*Documento fuente:*
El tiempo es solo una sensación, apenas un picor en el brazo bronceado de la juventud en pleno verano, cuando los días se alargan eternos. Parece entonces una provocación que alguien tan rabiosamente joven mire hacia atrás con una sabiduría súbita, como si se tratara de un caer en la cuenta antes de tiempo, pero con un fondo de ritmo, imagen y precisión verbal que da cuenta del poso de lecturas que han impactado su mirada.
Omar Fonollosa (Zaragoza, 2000), da cuenta de la marcha del tiempo y levanta un inventario de lo que ahora es memoria, nostalgia y sustento. Los niños no ven féretros, Premio de Poesía Hiperión 2022, me llamó la atención por una mezcla de elementos extraliterarios: el nombre de su autor (Omar) y la palabra «féretro», que trajo a mi mente una imagen de la infancia: el féretro del General Omar Torrijos. ¿Los niños no ven féretros? Tenía ocho años, lo vi, y me intrigó la belleza del título de un libro que ha resultado iluminador, lleno de hallazgos y desafíos al tiempo y a la vida.
Después de los epígrafes que acordonan la mirada, entramos en la primera parte, Recuerdos como losas, en la que el poeta apunta en Conversación, lo que será el camino de reencuentro con el tiempo ido, con el niño que se fue, con la rutina de ser adulto: «Qué entereza tendré que aparentar/cuando le cuente que el adulto de hoy/no es más que una armadura/que lo protege del resto de adultos/con armadura». Pero, en ese camino, hay tiempo para la amistad, para el homenaje a la madre, al padre, y hasta hay tiempo para viajar a Hamelín, en un poema breve, Melodía, de una sabia nostalgia: «Si tuviera ocasión/ de acercarme al flautista de Hamelín/le daría una bolsa llena de oro/si me dijera dónde/llevó/al niño/aquel». Y el desafío elocuente del poema Los niños no ven féretros, dota de un significado existencial que reinterpreta lo vivido.

*Tareas propuestas:*
**a.** Enumere todos los títulos de poemas que se mencionan en la reseña sobre el libro de Omar Fonollosa.
**b.** Según la reseña sobre el libro de Omar Fonollosa, ¿qué premio recibió Los niños no ven féretros?
**c.** Retome la reseña sobre el libro de Omar Fonollosa a partir de su última oración y continúe redactándola.

*Registros del conjunto de datos:*
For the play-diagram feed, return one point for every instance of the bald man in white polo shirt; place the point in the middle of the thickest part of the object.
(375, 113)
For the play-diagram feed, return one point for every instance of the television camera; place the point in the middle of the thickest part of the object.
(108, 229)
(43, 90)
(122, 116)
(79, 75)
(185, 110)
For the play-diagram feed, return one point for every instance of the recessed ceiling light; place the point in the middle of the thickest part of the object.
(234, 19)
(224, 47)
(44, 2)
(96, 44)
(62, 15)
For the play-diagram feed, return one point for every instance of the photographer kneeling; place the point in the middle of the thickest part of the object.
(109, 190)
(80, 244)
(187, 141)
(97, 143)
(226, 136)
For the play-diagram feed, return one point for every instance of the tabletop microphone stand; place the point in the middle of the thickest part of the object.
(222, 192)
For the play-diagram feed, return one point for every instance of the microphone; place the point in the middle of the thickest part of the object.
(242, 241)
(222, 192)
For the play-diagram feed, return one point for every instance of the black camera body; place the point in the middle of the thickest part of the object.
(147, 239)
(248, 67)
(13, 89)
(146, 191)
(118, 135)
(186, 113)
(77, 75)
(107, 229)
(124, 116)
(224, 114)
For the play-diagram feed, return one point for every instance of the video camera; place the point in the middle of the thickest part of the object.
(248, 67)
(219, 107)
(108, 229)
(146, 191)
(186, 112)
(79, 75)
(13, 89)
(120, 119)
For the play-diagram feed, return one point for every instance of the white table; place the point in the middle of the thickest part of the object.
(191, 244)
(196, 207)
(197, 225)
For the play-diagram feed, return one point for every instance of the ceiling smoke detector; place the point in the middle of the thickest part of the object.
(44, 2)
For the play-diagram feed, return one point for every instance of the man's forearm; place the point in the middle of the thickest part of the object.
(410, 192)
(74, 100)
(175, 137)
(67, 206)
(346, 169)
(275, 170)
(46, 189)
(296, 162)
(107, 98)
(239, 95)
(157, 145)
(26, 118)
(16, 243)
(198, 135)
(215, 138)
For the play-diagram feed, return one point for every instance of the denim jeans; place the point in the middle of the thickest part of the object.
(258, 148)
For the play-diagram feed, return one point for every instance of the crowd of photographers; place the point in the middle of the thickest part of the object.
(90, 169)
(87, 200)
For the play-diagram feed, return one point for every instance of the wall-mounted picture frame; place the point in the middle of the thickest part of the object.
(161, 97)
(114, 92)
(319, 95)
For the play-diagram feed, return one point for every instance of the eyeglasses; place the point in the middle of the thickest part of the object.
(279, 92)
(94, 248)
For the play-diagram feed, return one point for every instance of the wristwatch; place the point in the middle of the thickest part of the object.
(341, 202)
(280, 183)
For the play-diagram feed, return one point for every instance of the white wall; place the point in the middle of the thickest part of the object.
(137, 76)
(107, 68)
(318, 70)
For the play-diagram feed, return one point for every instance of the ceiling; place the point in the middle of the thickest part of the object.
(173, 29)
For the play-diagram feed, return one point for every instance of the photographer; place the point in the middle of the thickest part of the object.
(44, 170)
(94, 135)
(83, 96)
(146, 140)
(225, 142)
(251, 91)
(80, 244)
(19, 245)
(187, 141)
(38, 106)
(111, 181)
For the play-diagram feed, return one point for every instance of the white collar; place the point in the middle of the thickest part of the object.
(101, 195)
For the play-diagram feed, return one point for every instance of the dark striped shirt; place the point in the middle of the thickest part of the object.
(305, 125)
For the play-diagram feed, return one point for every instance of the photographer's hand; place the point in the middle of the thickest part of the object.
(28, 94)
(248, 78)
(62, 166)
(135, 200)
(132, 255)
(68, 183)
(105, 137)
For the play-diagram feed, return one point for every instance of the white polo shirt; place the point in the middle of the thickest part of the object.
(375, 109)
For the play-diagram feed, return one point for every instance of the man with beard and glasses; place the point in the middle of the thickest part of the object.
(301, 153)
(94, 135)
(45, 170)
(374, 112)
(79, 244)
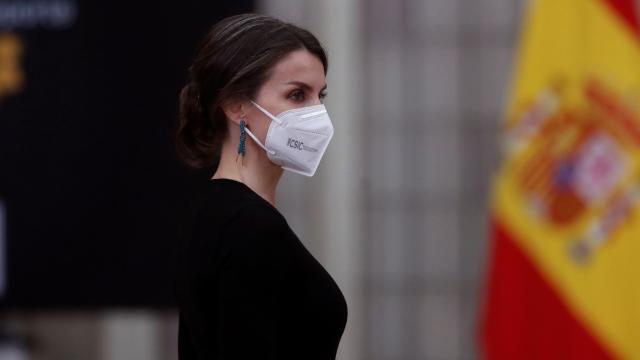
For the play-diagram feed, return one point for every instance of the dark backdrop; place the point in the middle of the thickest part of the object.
(93, 191)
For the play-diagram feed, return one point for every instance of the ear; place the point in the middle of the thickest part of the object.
(234, 110)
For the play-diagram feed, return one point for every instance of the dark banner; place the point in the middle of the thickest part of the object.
(91, 192)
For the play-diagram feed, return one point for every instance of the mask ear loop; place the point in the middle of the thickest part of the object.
(271, 152)
(264, 111)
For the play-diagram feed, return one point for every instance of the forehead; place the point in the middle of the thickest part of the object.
(299, 65)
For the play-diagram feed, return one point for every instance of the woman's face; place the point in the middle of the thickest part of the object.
(296, 81)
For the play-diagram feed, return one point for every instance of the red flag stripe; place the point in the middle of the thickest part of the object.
(524, 317)
(628, 11)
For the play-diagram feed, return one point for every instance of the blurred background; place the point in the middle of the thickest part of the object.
(91, 191)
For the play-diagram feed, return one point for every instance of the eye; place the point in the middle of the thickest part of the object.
(297, 95)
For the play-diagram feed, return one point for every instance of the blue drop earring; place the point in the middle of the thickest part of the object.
(242, 149)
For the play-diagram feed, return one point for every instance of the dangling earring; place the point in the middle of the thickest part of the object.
(242, 150)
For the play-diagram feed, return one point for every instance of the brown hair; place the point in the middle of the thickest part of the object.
(233, 60)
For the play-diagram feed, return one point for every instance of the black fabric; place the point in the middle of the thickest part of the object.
(249, 288)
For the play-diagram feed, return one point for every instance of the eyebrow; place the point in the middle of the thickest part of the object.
(303, 85)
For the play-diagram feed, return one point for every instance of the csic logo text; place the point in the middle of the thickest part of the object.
(296, 144)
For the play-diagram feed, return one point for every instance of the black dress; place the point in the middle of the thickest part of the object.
(249, 289)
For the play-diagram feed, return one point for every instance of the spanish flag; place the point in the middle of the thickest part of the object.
(564, 274)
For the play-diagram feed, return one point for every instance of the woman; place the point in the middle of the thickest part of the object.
(250, 289)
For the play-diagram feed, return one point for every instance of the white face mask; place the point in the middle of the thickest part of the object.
(297, 138)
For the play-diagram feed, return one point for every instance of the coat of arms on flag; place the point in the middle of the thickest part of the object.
(566, 204)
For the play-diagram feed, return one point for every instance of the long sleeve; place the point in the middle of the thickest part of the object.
(250, 286)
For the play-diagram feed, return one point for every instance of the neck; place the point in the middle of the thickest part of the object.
(254, 169)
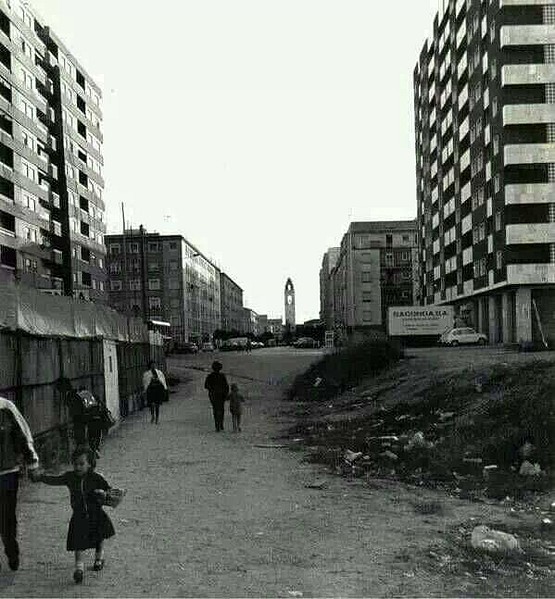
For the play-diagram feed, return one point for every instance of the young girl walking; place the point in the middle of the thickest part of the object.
(89, 524)
(236, 401)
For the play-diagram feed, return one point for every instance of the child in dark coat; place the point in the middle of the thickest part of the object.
(89, 524)
(236, 401)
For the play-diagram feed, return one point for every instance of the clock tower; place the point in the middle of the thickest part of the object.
(289, 304)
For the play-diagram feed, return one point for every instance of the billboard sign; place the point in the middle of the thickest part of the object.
(420, 320)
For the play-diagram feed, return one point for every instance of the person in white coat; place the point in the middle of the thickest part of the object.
(16, 447)
(155, 390)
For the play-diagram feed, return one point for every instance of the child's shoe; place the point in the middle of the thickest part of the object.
(98, 564)
(78, 576)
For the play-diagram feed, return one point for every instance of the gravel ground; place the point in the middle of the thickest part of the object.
(212, 515)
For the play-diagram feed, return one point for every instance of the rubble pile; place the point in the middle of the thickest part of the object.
(489, 434)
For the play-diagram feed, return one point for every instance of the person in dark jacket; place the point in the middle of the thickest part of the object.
(16, 446)
(218, 390)
(89, 525)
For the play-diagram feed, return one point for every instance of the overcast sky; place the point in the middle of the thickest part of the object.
(257, 129)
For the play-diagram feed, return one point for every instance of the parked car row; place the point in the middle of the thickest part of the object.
(462, 336)
(305, 342)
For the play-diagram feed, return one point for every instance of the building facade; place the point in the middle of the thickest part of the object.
(289, 300)
(52, 209)
(326, 292)
(375, 269)
(165, 278)
(250, 322)
(232, 304)
(484, 99)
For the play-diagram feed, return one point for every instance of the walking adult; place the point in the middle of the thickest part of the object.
(88, 415)
(218, 390)
(155, 389)
(16, 442)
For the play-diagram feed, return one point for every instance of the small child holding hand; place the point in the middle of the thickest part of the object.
(89, 524)
(235, 407)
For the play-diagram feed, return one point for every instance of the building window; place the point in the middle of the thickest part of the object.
(154, 303)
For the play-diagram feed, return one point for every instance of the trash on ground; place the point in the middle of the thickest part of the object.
(493, 541)
(270, 446)
(318, 484)
(526, 450)
(489, 470)
(418, 441)
(351, 456)
(529, 469)
(390, 455)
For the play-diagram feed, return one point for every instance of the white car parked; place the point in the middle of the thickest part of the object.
(463, 336)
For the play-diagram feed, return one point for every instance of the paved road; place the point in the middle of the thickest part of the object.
(213, 515)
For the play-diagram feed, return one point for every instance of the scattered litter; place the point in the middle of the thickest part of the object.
(489, 470)
(526, 450)
(390, 455)
(269, 446)
(319, 484)
(351, 456)
(493, 541)
(418, 441)
(529, 469)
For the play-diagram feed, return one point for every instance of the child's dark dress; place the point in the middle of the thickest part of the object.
(89, 524)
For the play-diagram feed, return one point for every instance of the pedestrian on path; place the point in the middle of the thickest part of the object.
(89, 525)
(218, 390)
(236, 401)
(15, 441)
(156, 389)
(89, 415)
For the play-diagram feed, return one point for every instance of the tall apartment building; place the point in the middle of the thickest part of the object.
(165, 278)
(250, 322)
(484, 99)
(326, 291)
(375, 269)
(51, 203)
(231, 304)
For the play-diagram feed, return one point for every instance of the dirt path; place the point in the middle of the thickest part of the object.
(211, 515)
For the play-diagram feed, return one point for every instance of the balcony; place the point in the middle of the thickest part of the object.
(530, 153)
(530, 233)
(530, 193)
(526, 274)
(527, 74)
(528, 114)
(503, 3)
(527, 35)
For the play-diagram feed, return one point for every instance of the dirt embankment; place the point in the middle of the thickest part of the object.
(476, 424)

*Respuestas:*
**a.** Conversación, Melodía y Los niños no ven féretros.

**b.** El Premio de Poesía Hiperión 2022.

**c.**
Hay una equilibrada sobriedad en los poemas de amor de la segunda parte, Aquellos besos míos, donde el poeta habla de El amor a los veinte, como si de una postal lejana se tratara. Calibra la experiencia de tal modo que puede decir, desde lo vivido y la súbita sabiduría que «El amor a los veinte tiene esas consecuencias»: hay una mirada que ha madurado por el encuentro mismo con la poesía, con las lecturas que permean la propia vida y que dejan sus huellas en el poemario en forma de epígrafes. Omar Fonollosa, lleno de poesía, escribe la suya, transformando su mirada nutrida en un camino por el cual nos invita a seguirle.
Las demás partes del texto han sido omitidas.